» **The task**:
Repeat every item below word for word, keeping each line as it stands.

(Collected data)
====
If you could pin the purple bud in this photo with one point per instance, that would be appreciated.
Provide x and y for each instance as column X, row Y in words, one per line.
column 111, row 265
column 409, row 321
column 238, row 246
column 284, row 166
====
» **Worked solution**:
If you could pin the purple bud in this photo with one point per instance, that would be appreciated.
Provide x and y for each instance as column X, row Y in words, one per line.
column 111, row 265
column 409, row 321
column 238, row 246
column 284, row 166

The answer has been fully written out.